Coordinate annotation data:
--- --- ---
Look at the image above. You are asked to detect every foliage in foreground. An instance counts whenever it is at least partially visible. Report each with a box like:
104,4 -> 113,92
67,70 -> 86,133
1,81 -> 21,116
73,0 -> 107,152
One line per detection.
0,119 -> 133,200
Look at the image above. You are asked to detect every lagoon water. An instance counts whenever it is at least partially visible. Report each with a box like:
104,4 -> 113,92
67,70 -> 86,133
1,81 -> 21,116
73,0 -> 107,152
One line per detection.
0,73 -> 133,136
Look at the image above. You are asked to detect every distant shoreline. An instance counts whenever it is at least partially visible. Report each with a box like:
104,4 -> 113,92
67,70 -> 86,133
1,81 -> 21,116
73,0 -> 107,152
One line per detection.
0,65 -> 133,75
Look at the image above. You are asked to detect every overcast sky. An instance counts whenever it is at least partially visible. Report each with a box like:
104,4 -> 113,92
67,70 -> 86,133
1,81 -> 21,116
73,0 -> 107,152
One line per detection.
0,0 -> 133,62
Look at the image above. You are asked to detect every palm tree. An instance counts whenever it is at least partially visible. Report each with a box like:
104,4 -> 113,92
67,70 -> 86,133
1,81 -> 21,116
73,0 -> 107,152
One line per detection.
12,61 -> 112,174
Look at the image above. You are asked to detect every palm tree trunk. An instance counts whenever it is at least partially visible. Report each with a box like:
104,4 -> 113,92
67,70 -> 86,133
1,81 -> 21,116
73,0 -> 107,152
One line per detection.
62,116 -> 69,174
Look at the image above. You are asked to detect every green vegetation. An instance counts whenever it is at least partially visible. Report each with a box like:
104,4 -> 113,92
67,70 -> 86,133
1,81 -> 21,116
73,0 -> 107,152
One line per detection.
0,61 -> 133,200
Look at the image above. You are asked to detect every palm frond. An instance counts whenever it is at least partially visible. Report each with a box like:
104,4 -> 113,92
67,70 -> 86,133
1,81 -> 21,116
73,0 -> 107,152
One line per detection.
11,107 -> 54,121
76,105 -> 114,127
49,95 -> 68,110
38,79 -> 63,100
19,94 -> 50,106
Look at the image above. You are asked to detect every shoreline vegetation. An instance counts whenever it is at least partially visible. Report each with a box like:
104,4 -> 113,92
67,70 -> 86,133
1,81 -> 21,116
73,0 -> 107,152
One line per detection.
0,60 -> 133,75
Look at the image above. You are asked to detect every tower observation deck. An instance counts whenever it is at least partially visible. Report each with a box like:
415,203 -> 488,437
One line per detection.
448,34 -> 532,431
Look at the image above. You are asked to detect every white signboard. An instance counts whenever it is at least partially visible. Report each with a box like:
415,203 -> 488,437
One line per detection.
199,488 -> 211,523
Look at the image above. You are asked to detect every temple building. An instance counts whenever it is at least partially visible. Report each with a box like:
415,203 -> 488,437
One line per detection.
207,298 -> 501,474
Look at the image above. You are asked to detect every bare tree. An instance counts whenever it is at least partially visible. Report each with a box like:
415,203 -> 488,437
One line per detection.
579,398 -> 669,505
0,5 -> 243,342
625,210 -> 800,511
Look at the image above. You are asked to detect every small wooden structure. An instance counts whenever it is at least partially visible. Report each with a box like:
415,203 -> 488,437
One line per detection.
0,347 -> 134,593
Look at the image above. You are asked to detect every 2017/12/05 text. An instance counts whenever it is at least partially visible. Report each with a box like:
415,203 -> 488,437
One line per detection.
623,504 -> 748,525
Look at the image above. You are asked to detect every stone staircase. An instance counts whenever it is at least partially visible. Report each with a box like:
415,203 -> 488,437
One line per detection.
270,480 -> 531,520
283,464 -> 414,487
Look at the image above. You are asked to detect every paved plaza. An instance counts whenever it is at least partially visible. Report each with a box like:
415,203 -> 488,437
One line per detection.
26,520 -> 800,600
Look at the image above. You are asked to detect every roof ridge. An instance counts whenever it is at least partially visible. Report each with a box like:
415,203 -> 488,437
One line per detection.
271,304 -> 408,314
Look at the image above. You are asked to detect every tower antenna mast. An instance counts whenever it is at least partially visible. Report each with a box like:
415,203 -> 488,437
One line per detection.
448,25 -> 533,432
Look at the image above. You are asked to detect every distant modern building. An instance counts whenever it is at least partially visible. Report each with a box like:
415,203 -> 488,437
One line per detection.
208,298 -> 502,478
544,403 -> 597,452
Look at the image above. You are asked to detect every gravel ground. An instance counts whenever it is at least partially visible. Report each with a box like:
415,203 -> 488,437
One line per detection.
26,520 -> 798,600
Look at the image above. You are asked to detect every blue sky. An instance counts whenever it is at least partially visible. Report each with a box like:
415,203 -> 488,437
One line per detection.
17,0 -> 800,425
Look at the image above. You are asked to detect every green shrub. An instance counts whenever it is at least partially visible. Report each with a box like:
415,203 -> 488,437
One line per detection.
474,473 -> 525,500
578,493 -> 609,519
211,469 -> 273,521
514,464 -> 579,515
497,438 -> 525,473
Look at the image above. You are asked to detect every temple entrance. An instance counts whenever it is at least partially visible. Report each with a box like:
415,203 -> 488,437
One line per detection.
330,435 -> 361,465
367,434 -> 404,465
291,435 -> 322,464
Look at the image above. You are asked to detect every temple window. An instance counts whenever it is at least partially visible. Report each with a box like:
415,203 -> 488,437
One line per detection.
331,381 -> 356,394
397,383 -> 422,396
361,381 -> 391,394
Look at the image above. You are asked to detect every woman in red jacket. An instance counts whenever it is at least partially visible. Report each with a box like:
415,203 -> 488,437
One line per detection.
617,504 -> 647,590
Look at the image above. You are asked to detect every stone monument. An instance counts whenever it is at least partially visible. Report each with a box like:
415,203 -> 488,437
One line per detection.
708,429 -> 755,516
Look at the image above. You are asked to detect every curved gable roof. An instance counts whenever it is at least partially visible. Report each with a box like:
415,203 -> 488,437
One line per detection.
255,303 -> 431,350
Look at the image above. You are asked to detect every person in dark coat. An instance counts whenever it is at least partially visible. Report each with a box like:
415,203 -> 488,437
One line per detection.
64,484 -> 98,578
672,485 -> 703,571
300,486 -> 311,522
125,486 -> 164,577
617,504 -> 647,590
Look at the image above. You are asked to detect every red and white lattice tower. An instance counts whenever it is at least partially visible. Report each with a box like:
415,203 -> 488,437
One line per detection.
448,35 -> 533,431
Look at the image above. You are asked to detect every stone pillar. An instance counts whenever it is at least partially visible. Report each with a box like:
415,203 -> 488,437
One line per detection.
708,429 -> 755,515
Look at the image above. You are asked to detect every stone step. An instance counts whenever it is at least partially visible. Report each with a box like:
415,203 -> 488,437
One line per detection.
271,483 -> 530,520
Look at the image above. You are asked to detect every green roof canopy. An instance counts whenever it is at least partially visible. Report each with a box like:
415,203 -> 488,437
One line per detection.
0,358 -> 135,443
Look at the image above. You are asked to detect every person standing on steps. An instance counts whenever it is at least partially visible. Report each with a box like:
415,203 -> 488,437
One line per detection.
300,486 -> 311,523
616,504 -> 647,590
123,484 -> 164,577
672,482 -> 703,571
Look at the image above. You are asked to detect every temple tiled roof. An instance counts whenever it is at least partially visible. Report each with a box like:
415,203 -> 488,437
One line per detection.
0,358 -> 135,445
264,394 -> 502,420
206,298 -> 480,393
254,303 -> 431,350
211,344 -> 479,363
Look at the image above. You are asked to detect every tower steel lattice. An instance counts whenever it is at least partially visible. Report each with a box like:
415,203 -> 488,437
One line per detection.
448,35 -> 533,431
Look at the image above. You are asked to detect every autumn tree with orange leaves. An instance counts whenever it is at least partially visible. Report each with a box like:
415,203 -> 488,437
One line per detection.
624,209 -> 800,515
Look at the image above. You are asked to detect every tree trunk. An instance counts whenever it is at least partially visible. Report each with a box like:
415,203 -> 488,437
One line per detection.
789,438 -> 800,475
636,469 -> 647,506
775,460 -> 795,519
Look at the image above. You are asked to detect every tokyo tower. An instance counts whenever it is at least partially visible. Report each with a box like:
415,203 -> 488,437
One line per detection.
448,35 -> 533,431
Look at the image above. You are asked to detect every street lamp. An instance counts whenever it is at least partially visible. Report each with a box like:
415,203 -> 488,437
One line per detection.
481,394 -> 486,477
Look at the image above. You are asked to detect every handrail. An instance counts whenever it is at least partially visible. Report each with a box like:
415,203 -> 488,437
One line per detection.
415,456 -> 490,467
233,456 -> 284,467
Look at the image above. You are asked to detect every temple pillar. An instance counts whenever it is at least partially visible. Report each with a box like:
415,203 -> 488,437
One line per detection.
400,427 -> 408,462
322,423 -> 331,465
--- --- ---
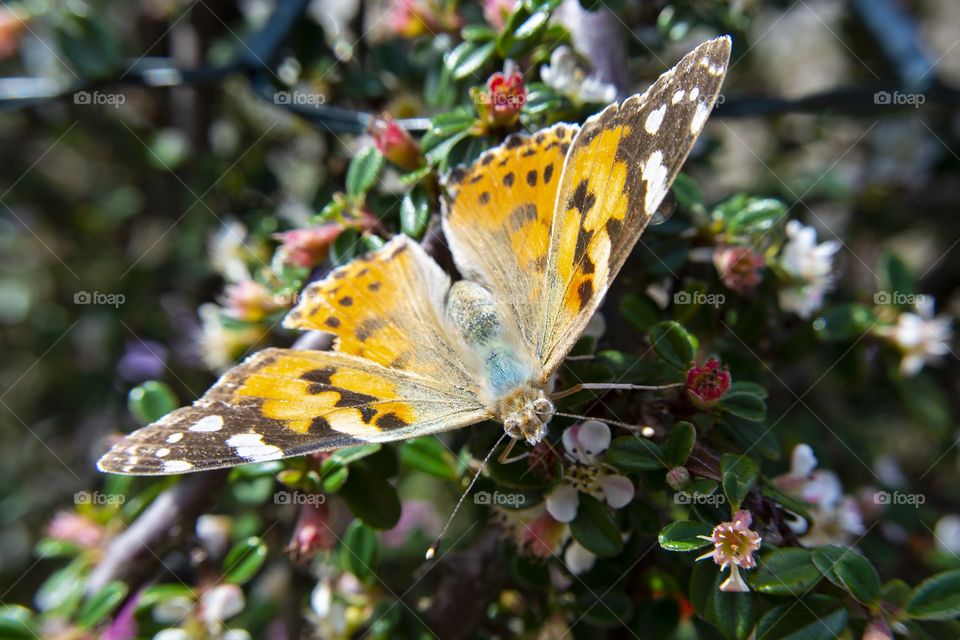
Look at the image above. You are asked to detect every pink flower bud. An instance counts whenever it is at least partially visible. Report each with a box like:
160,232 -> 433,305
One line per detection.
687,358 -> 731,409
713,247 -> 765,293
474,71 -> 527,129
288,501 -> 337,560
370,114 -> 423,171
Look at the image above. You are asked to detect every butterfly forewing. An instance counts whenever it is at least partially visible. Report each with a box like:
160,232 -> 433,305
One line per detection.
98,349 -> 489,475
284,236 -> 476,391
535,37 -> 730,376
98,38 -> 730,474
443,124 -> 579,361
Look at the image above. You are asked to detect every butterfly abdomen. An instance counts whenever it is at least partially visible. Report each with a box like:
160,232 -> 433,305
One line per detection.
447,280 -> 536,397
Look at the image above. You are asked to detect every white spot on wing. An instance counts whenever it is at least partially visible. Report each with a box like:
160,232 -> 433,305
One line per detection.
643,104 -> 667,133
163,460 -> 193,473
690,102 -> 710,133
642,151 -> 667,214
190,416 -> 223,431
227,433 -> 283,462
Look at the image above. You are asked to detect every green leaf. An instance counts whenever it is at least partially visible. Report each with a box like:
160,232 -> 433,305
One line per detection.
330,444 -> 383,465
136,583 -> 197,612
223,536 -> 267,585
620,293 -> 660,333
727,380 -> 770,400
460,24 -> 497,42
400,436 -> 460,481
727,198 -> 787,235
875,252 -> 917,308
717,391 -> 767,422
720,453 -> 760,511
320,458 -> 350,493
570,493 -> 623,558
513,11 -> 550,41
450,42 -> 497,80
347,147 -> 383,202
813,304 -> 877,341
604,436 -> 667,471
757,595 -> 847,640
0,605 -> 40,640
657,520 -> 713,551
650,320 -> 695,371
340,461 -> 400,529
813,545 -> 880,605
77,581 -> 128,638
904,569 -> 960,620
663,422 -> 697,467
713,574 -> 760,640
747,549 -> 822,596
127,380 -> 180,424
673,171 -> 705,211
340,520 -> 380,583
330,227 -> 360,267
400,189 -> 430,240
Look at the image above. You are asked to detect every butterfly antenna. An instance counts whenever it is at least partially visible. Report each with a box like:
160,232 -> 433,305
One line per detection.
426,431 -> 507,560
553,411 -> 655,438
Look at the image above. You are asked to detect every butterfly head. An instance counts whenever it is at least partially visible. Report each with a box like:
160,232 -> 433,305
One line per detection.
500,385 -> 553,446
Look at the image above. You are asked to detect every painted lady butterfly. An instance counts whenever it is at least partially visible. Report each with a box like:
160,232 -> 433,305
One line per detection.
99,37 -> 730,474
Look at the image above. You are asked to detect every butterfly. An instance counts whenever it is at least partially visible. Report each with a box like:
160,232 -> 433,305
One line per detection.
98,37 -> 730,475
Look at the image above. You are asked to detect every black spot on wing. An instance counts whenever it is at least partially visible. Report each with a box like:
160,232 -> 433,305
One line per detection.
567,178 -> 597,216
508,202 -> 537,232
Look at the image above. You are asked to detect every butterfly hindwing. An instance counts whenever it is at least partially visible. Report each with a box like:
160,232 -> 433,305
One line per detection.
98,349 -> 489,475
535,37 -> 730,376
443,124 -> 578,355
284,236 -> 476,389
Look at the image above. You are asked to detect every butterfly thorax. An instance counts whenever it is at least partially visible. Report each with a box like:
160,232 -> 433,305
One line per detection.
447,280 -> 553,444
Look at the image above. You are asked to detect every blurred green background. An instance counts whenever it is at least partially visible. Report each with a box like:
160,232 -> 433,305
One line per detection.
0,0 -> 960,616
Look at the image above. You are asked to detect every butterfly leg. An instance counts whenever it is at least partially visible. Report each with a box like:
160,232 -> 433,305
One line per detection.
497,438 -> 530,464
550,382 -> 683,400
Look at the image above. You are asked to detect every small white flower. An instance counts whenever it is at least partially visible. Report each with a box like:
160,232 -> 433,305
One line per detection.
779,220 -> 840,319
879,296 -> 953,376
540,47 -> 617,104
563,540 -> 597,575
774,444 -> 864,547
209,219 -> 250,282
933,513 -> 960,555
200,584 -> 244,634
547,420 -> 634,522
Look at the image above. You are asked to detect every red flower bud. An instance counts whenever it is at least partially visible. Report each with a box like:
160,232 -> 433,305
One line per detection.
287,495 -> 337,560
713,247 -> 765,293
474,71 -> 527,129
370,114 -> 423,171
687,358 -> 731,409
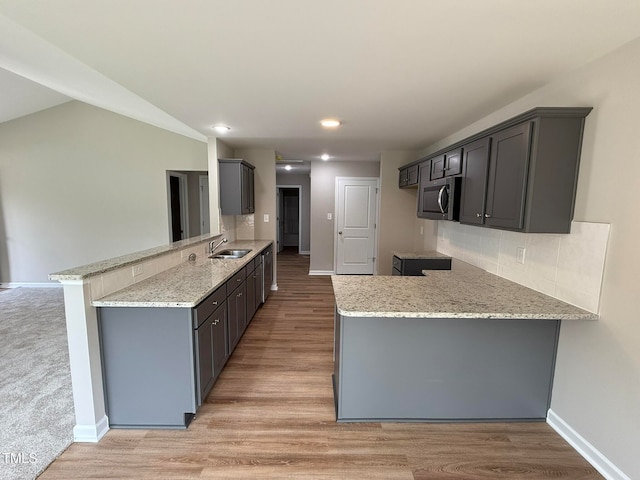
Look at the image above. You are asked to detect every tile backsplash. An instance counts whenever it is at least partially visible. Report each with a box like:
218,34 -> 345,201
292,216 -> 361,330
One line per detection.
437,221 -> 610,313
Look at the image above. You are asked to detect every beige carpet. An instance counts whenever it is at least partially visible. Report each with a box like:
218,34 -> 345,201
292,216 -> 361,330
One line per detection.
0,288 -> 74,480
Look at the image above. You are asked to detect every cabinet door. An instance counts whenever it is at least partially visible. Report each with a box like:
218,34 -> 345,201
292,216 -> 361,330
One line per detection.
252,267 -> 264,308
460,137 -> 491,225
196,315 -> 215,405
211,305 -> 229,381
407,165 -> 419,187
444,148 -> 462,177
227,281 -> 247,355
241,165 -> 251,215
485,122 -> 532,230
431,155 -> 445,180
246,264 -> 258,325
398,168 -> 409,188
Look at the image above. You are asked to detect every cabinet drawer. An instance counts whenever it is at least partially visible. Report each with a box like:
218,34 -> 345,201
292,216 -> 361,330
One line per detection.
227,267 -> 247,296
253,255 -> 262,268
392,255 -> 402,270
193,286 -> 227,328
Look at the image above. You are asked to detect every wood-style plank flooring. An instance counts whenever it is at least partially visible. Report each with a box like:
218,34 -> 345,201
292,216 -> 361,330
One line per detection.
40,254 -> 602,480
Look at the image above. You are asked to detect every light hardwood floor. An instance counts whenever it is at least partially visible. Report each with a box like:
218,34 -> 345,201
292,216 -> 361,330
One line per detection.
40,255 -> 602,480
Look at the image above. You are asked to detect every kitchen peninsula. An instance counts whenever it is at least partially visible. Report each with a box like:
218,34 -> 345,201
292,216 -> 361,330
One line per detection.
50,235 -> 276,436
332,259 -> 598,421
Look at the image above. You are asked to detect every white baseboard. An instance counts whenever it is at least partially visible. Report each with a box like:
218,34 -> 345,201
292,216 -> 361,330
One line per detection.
--- --- ---
# TASK PROMPT
Write out, word for word, the lines of the data from the line with "every green vegetation." up to and including the line with "623,504 -> 748,525".

# SOLUTION
Look at the image above. You are asked to detect every green vegetation. An instance counts whenever it is at least partially visible. Report each with a box like:
104,4 -> 113,92
67,70 -> 86,133
1,81 -> 21,116
73,0 -> 107,152
One line per detection.
0,61 -> 133,200
Look at the image above. You are asked to detect every palm frond. An instance counts whenever it is at least partially visible. Report each with a box like:
104,4 -> 113,92
67,70 -> 86,133
1,81 -> 21,116
73,0 -> 107,152
One line per detection.
11,107 -> 54,121
76,105 -> 114,127
49,95 -> 68,110
38,79 -> 63,100
19,94 -> 50,106
Look at the image above. You are asked to detect every shoreline vegetation. An instance counts whenever it is at least partially visible. Report each with a box like:
104,4 -> 113,92
67,70 -> 86,133
1,81 -> 21,116
73,0 -> 107,152
One line per detection.
0,60 -> 133,75
Look at the image above. You are asked to detect every tower observation deck. An instance counts whenever it is at least partially visible. Report each with a box like:
415,203 -> 488,437
One line per detection.
448,34 -> 532,431
Look at the image above. You are asked to detect every white signboard. An instance counts whenever it is at least partially visible. Report each with a box like:
415,203 -> 488,437
One line per detection.
199,488 -> 211,523
Look at the image above. You are asked to detect every temple building. An instance counts whenever it is at least partially visible. Report each with a box like:
415,203 -> 488,437
One line per detection.
207,298 -> 501,474
Look at the image above. You are asked to detect every bare tree. An instance counts whenever it is at least partially visible. Report each with a box like:
415,203 -> 488,437
One line per detection.
579,398 -> 669,505
0,5 -> 243,342
625,210 -> 800,511
Look at the image above. You are asked to detect every small wooden structure. An instance counts whenever it is at least partially visible. Report each with a box like:
415,203 -> 488,437
One line per detection.
0,347 -> 134,593
Look at the image above. You are asked to detect every 2017/12/05 text. An instance counts whenever it is at least partially visible. Report each with a box like:
415,203 -> 488,437
One line per detection.
623,504 -> 748,525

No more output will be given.